### PROBLEM DESCRIPTION:
From the items below, extract each line that contains the string "positive", matching case exactly. Copy those lines in their original order.

### LISTED ENTRIES:
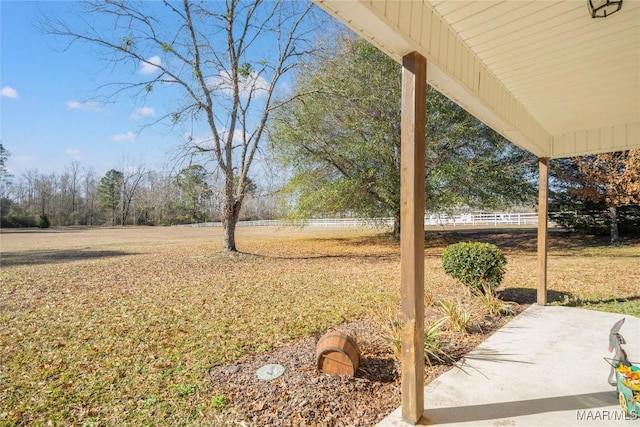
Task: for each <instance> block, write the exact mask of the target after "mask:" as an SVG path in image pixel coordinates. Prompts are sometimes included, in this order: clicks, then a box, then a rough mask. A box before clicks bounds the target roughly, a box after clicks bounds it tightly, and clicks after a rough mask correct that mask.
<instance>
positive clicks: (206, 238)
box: [0, 228, 640, 425]
mask: <svg viewBox="0 0 640 427" xmlns="http://www.w3.org/2000/svg"><path fill="white" fill-rule="evenodd" d="M0 238H1V241H0V245H1V246H0V248H1V252H0V253H1V257H2V258H1V269H0V279H1V283H0V425H14V424H21V425H33V424H36V425H38V424H48V423H49V422H51V423H52V424H53V425H62V424H64V425H141V424H144V425H158V424H165V425H197V424H202V425H216V424H219V423H225V422H229V420H228V419H227V418H225V416H226V415H225V413H224V411H222V410H221V409H220V407H222V406H224V405H225V402H224V399H223V398H221V396H218V395H216V394H215V393H214V392H213V391H212V388H211V385H210V384H209V382H208V379H207V377H206V372H207V369H208V368H210V367H211V366H214V365H217V364H221V363H229V362H231V361H234V360H236V359H238V358H239V357H241V356H243V355H245V354H251V353H260V352H266V351H268V350H269V349H271V348H273V347H275V346H278V345H280V344H283V343H286V342H290V341H292V340H295V339H297V338H300V337H304V336H307V335H309V334H310V333H313V332H317V331H322V330H324V329H326V328H327V327H330V326H335V325H339V324H342V323H344V322H352V321H355V320H361V319H376V318H380V317H381V316H382V317H384V316H385V313H389V312H390V311H393V310H395V309H396V308H397V306H398V303H399V246H398V243H397V242H396V241H394V240H393V239H390V238H389V237H387V236H385V235H382V234H380V233H379V232H378V231H375V230H348V229H339V230H335V229H295V228H281V229H280V228H253V229H248V228H239V229H238V237H237V239H238V249H239V250H240V253H238V254H225V253H223V252H221V250H220V241H221V232H220V230H219V229H202V228H200V229H197V228H113V229H50V230H26V231H25V230H2V234H1V235H0ZM470 239H474V240H478V239H481V240H485V241H491V242H493V243H496V244H497V245H498V246H500V247H501V248H502V249H503V250H504V252H505V254H506V255H507V258H508V265H507V274H506V277H505V280H504V284H503V288H504V289H503V291H504V293H503V295H505V296H515V297H517V298H518V299H519V300H520V301H521V302H524V303H528V302H531V301H532V296H533V295H535V292H534V291H533V290H532V289H530V288H534V287H535V283H536V271H535V266H536V255H535V232H532V231H530V230H511V231H509V232H506V233H505V232H500V231H498V230H489V231H487V232H483V233H477V232H476V231H463V230H457V231H447V232H444V231H431V232H428V233H427V243H426V247H425V260H426V280H425V282H426V292H427V295H428V297H429V299H430V301H433V302H437V301H440V300H444V299H451V298H457V297H458V296H459V295H461V292H462V289H461V285H460V284H458V283H456V282H455V281H454V280H453V279H451V278H450V277H448V276H446V275H445V274H444V273H443V272H442V269H441V267H440V255H441V253H442V250H443V249H444V246H445V245H446V244H448V243H453V242H455V241H461V240H470ZM605 243H606V242H605ZM639 261H640V244H638V242H632V244H627V245H625V246H622V247H619V248H610V247H608V246H606V245H603V244H602V242H601V241H598V240H588V239H586V238H584V237H580V236H572V235H568V234H565V233H552V234H551V250H550V255H549V289H550V290H552V291H553V292H550V295H551V296H552V297H557V298H559V299H563V298H564V300H565V302H571V301H581V302H584V301H600V300H608V299H611V298H629V299H630V300H632V301H634V300H637V299H638V298H639V297H640V269H638V263H639ZM428 313H429V316H432V317H433V319H435V318H436V317H437V316H438V313H437V309H436V307H435V306H434V307H431V308H430V310H428ZM433 319H432V320H433Z"/></svg>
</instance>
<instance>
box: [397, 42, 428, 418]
mask: <svg viewBox="0 0 640 427" xmlns="http://www.w3.org/2000/svg"><path fill="white" fill-rule="evenodd" d="M426 82H427V61H426V59H425V58H424V57H423V56H422V55H420V54H419V53H417V52H412V53H410V54H408V55H406V56H404V57H403V58H402V118H401V128H402V130H401V148H400V151H401V153H400V154H401V170H400V203H401V205H400V206H401V207H400V224H401V227H400V268H401V273H400V276H401V294H402V313H403V316H404V321H405V324H404V327H403V330H402V378H401V379H402V417H403V418H404V419H406V420H407V421H409V422H412V423H417V422H418V420H419V419H420V417H421V416H422V413H423V411H424V210H425V209H424V203H425V196H424V191H425V182H424V181H425V124H426V117H425V116H426V115H425V113H426V84H427V83H426Z"/></svg>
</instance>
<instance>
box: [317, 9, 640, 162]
mask: <svg viewBox="0 0 640 427" xmlns="http://www.w3.org/2000/svg"><path fill="white" fill-rule="evenodd" d="M314 2H315V3H316V4H318V5H319V6H320V7H322V8H323V9H325V10H326V11H327V12H329V13H330V14H332V15H334V16H335V17H337V18H338V19H339V20H340V21H342V22H343V23H344V24H345V25H347V26H348V27H350V28H351V29H352V30H354V31H356V32H357V33H359V34H360V35H361V36H362V37H364V38H366V39H367V40H369V41H370V42H372V43H373V44H375V45H377V46H378V47H379V48H380V49H382V50H383V51H384V52H386V53H387V54H388V55H390V56H391V57H392V58H394V59H395V60H397V61H401V59H402V57H403V56H404V55H406V54H407V53H410V52H412V51H418V52H419V53H421V54H422V55H424V56H425V57H426V58H427V61H428V67H427V80H428V82H429V84H431V85H432V86H434V87H436V88H437V89H438V90H439V91H441V92H443V93H444V94H445V95H447V96H449V97H450V98H452V99H453V100H454V101H456V102H458V103H459V104H460V105H461V106H463V107H464V108H465V109H467V110H468V111H469V112H471V113H472V114H474V115H475V116H477V117H478V118H479V119H481V120H483V121H484V122H485V123H487V124H489V125H490V126H492V127H493V128H494V129H496V130H497V131H498V132H500V133H501V134H503V135H504V136H505V137H507V138H508V139H510V140H511V141H512V142H514V143H516V144H518V145H519V146H521V147H523V148H525V149H527V150H529V151H531V152H533V153H534V154H536V155H537V156H538V157H550V158H555V157H568V156H574V155H581V154H588V153H598V152H607V151H618V150H628V149H631V148H640V0H624V3H623V6H622V10H620V11H619V12H617V13H615V14H613V15H611V16H608V17H607V18H597V19H593V18H591V16H590V15H589V12H588V9H587V0H557V1H547V0H538V1H522V0H505V1H459V0H458V1H426V0H425V1H422V0H416V1H410V0H406V1H397V0H395V1H391V0H351V1H349V0H314Z"/></svg>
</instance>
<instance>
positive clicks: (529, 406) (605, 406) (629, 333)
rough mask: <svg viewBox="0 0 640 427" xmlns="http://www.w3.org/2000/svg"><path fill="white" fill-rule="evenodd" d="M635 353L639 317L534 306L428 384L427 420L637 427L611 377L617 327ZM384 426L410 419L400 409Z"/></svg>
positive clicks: (568, 308)
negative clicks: (619, 330) (621, 408)
mask: <svg viewBox="0 0 640 427" xmlns="http://www.w3.org/2000/svg"><path fill="white" fill-rule="evenodd" d="M623 317H624V318H626V321H625V323H624V325H623V327H622V329H621V330H620V334H621V335H623V336H624V338H625V339H626V341H627V344H626V345H625V346H623V348H624V349H625V350H626V351H627V353H628V356H629V360H631V361H632V362H635V363H638V362H640V319H638V318H636V317H633V316H625V315H621V314H614V313H604V312H598V311H592V310H584V309H579V308H570V307H557V306H539V305H532V306H531V307H530V308H528V309H527V310H526V311H525V312H523V313H522V314H520V315H519V316H518V317H516V318H515V319H513V320H512V321H510V322H509V323H508V324H507V325H505V326H504V327H503V328H501V329H500V330H499V331H497V332H496V333H495V334H494V335H492V336H491V337H489V339H487V340H486V341H485V342H484V343H482V344H481V345H480V346H478V347H477V348H476V349H475V350H473V351H471V352H470V353H469V354H468V355H467V356H466V357H465V358H463V359H462V360H460V361H459V362H458V363H457V364H456V365H455V366H454V367H453V368H452V369H451V370H449V371H448V372H446V373H444V374H443V375H441V376H440V377H438V378H437V379H436V380H435V381H433V382H431V383H430V384H429V385H427V386H426V387H425V411H424V415H423V417H422V419H421V420H420V421H419V423H418V424H420V425H443V426H626V425H629V426H632V425H633V426H638V425H640V420H638V419H635V420H634V419H631V418H630V417H625V415H624V413H623V412H622V410H621V409H620V406H619V404H618V398H617V392H616V390H615V387H613V386H610V385H609V384H608V382H607V379H608V376H609V371H610V366H609V364H608V363H607V362H606V361H605V360H604V358H605V357H607V358H609V357H611V354H610V353H609V352H608V350H607V348H608V338H609V330H610V329H611V326H612V325H613V324H614V323H615V322H616V321H618V320H619V319H621V318H623ZM378 425H379V426H380V427H391V426H405V425H410V424H409V423H406V422H404V421H403V420H402V417H401V411H400V409H398V410H396V411H394V412H393V413H392V414H390V415H389V416H388V417H387V418H385V419H384V420H383V421H382V422H381V423H380V424H378Z"/></svg>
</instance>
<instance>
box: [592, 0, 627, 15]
mask: <svg viewBox="0 0 640 427" xmlns="http://www.w3.org/2000/svg"><path fill="white" fill-rule="evenodd" d="M587 5H588V6H589V13H590V14H591V17H592V18H606V17H607V16H609V15H613V14H614V13H616V12H617V11H619V10H620V9H622V0H595V1H594V0H587Z"/></svg>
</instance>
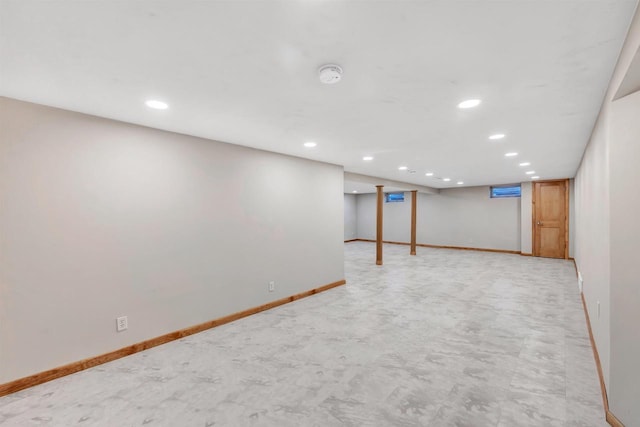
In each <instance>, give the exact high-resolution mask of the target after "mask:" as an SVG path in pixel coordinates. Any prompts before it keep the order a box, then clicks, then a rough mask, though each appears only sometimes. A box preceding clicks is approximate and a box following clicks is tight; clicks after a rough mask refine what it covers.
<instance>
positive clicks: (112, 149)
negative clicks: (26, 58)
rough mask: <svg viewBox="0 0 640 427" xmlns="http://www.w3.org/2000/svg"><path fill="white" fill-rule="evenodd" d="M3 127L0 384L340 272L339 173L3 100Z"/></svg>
mask: <svg viewBox="0 0 640 427" xmlns="http://www.w3.org/2000/svg"><path fill="white" fill-rule="evenodd" d="M0 130H1V136H0V206H1V209H0V383H2V382H7V381H10V380H13V379H17V378H20V377H23V376H26V375H30V374H34V373H37V372H39V371H43V370H46V369H50V368H54V367H57V366H60V365H62V364H66V363H69V362H73V361H77V360H80V359H82V358H85V357H91V356H95V355H99V354H101V353H104V352H108V351H111V350H115V349H118V348H121V347H124V346H127V345H130V344H133V343H136V342H139V341H142V340H145V339H148V338H152V337H155V336H158V335H162V334H165V333H167V332H171V331H174V330H177V329H181V328H185V327H188V326H192V325H195V324H198V323H201V322H204V321H207V320H211V319H215V318H218V317H220V316H224V315H226V314H230V313H234V312H237V311H239V310H243V309H246V308H250V307H254V306H257V305H260V304H264V303H266V302H269V301H272V300H276V299H279V298H282V297H284V296H288V295H292V294H296V293H299V292H302V291H305V290H309V289H312V288H315V287H318V286H321V285H325V284H328V283H332V282H335V281H338V280H342V279H343V278H344V266H343V261H344V259H343V258H344V257H343V250H344V248H343V243H342V242H343V240H342V239H341V238H340V236H341V235H342V234H343V224H344V221H343V201H344V199H343V196H342V194H343V169H342V168H341V167H338V166H335V165H329V164H324V163H319V162H314V161H310V160H303V159H299V158H294V157H288V156H283V155H279V154H274V153H269V152H264V151H259V150H254V149H249V148H245V147H239V146H234V145H228V144H223V143H219V142H214V141H209V140H204V139H199V138H194V137H189V136H184V135H179V134H174V133H169V132H163V131H159V130H154V129H150V128H144V127H140V126H135V125H129V124H125V123H120V122H115V121H111V120H106V119H101V118H97V117H91V116H86V115H82V114H77V113H72V112H68V111H63V110H58V109H54V108H48V107H43V106H38V105H34V104H29V103H24V102H20V101H15V100H10V99H7V98H0ZM270 280H275V282H276V291H275V292H273V293H269V292H268V291H267V284H268V281H270ZM121 315H128V317H129V330H128V331H125V332H122V333H116V331H115V318H116V317H117V316H121Z"/></svg>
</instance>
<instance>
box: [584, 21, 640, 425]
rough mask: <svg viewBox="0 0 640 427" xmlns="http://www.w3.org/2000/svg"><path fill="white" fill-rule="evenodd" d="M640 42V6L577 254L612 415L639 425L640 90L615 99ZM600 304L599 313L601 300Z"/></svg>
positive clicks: (605, 108)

### RESULT FOR THIS TASK:
positive clicks: (206, 238)
positive clicks: (529, 406) (605, 406) (629, 333)
positive clicks: (568, 308)
positive clicks: (112, 149)
positive clicks: (605, 108)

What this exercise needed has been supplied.